Exercise aim: Your task is to transcribe all the entries exactly, excluding pictures.

(Referring expression pointing data)
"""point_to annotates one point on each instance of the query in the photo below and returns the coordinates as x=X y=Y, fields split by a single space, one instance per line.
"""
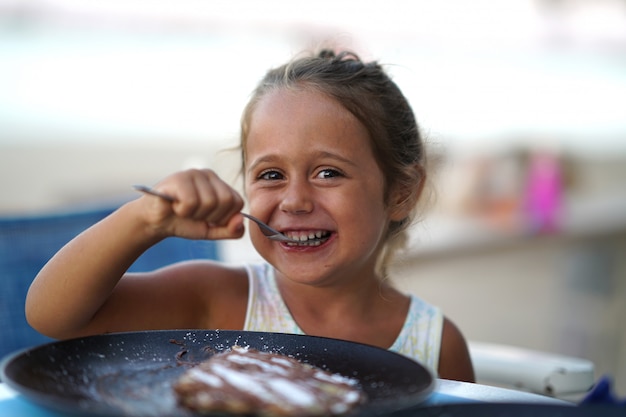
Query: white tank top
x=419 y=339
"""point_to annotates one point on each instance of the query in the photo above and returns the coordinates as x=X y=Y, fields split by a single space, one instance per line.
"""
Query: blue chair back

Solution for this problem:
"""point_to annotates one point on each instance of the query in the photo below and returns the coordinates as x=X y=Y, fields split by a single space, one instance per line.
"""
Query: white tank top
x=419 y=339
"""point_to annotates one point on each instance of the query in the photo above and returns the coordinates as x=X y=Y, fields split by a single space, one instance per line.
"""
Query: blue chair back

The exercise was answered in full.